Extracted records →
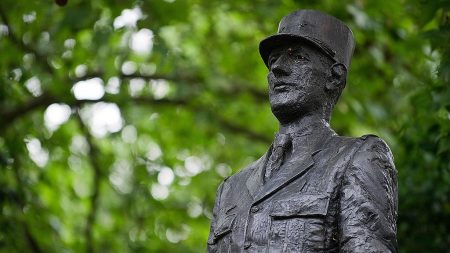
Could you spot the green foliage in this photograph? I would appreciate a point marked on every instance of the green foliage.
(145, 181)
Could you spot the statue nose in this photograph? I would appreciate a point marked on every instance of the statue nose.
(280, 68)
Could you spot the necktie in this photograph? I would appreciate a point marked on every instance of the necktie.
(281, 145)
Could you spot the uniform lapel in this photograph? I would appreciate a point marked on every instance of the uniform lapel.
(288, 173)
(255, 179)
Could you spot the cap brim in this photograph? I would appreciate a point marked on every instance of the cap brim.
(268, 44)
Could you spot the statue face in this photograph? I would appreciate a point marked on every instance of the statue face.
(297, 78)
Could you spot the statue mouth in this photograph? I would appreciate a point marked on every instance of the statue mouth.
(281, 86)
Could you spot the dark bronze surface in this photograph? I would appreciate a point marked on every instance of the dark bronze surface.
(313, 191)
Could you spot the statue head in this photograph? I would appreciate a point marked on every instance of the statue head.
(308, 60)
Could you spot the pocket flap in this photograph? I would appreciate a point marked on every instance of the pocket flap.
(299, 206)
(224, 224)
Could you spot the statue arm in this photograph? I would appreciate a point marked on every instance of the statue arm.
(368, 202)
(211, 247)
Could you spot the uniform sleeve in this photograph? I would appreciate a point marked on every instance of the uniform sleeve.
(211, 247)
(368, 203)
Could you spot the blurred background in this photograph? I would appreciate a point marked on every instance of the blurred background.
(119, 119)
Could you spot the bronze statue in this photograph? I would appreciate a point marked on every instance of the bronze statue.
(313, 191)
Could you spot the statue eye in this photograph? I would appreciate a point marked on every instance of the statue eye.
(272, 59)
(300, 57)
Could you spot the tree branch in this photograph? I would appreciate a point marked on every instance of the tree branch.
(95, 164)
(19, 43)
(32, 242)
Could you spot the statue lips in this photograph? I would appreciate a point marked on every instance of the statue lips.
(282, 86)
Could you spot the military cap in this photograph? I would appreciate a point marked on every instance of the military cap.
(326, 32)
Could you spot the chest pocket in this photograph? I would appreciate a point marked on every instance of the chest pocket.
(298, 224)
(223, 228)
(306, 205)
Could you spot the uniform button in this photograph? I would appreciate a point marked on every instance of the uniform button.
(254, 209)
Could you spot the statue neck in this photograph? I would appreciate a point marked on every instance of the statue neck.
(303, 124)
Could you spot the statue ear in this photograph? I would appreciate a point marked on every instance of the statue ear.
(337, 77)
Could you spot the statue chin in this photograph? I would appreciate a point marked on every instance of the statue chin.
(285, 112)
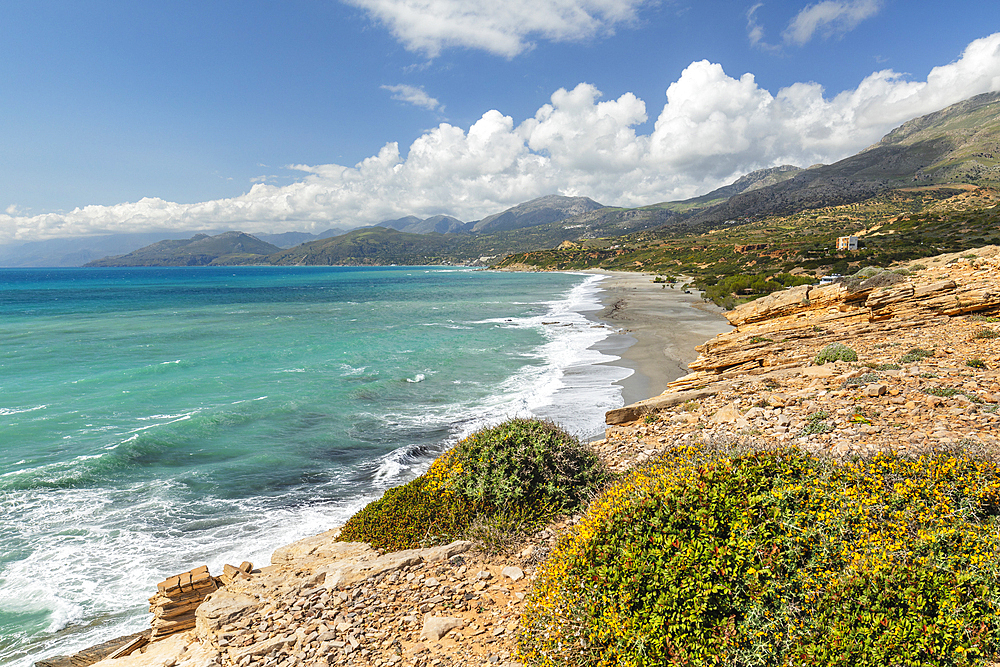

Task prompt → Put every line of the entries above into a Markdown table with the columns Row and Line, numbering the rows in order and skipping blank lines. Leave the pictures out of the table.

Solution below →
| Row | Line |
|---|---|
| 1 | Could you spot the green foliage in this photograph? I would appreciate a point marked on every instance of the green foliage. |
| 2 | (145, 181) |
| 3 | Could you spot the statue nose in this photograph? I would appreciate a point marked on every instance of the statue nose. |
| 4 | (280, 68) |
| 5 | Could you spot the necktie in this photograph? I would appreciate a point marked on every instance of the necktie. |
| 6 | (281, 145) |
| 7 | Could you spot the uniform lapel in this photograph? I would appreciate a point marked on every instance of the uniform lapel. |
| 8 | (288, 173) |
| 9 | (255, 179) |
| 10 | Could you spot the cap brim in this photograph? I would appreciate a point marked on every instance of the cap brim. |
| 11 | (268, 44) |
| 12 | Could you spot the statue face in this photograph? I would appreciate a point marked on every instance of the statue face. |
| 13 | (297, 78) |
| 14 | Could you spot the statue mouth in this photograph? I would appreciate a point marked on every instance of the statue mouth. |
| 15 | (281, 86) |
| 16 | Could you spot the dark bronze surface in this photograph? I would appreciate a point marked on every instance of the dark bronze surface. |
| 17 | (313, 191) |
| 18 | Could you spot the statue head in this photograph? I would appreciate a point marked on every instance of the statue head. |
| 19 | (308, 60) |
| 20 | Could you spot the pocket flap in this photograph? I would appreciate a point marked on every instance of the pocket flap. |
| 21 | (299, 206) |
| 22 | (224, 224) |
| 23 | Could you spot the statue arm in this photograph? I would appreciate a point marked on every instance of the statue arm. |
| 24 | (368, 202) |
| 25 | (211, 247) |
| 26 | Could you spot the uniform sleeve in this photograph? I would appreciate a point marked on every instance of the uniform sleeve. |
| 27 | (211, 247) |
| 28 | (368, 203) |
| 29 | Could you spot the blurred background in this photograph? I would appreciate a point marked on every instance of the blurred background. |
| 30 | (119, 119) |
| 31 | Could you spot the bronze statue in this photograph? I would appreciate a point marked on every instance of the bronze statue. |
| 32 | (313, 191) |
| 33 | Could you spot the statue eye in this photograph? I would appreciate a point marked on every instance of the statue eye. |
| 34 | (272, 59) |
| 35 | (300, 57) |
| 36 | Could you spot the tree branch in this photograph? I would appreciate a point marked on every instance of the tree branch. |
| 37 | (95, 164) |
| 38 | (19, 43) |
| 39 | (32, 242) |
| 40 | Could you spot the statue lips in this photograph? I would appreciate a point marked on every instance of the statue lips. |
| 41 | (282, 86) |
| 42 | Could you spot the military cap in this photograph? I would appreciate a point marked on every instance of the military cap. |
| 43 | (326, 32) |
| 44 | Could you spot the chest pocket in this photograph? I would appreciate a point marked on every instance of the chest pocket. |
| 45 | (298, 224) |
| 46 | (223, 228) |
| 47 | (306, 205) |
| 48 | Could you spot the uniform button in this photograph? I would appreciate a point marked on every instance of the uniform button. |
| 49 | (254, 209) |
| 50 | Could you spot the statue neck in this photograph? I would appreciate a point marked on every instance of the statue neck. |
| 51 | (303, 124) |
| 52 | Could you spot the statue ear in this photograph? I would appreciate a point marked on every instance of the statue ear. |
| 53 | (337, 77) |
| 54 | Could you spot the statue chin in this photograph? I would appreciate a point marked on every instance of the statue chin. |
| 55 | (285, 112) |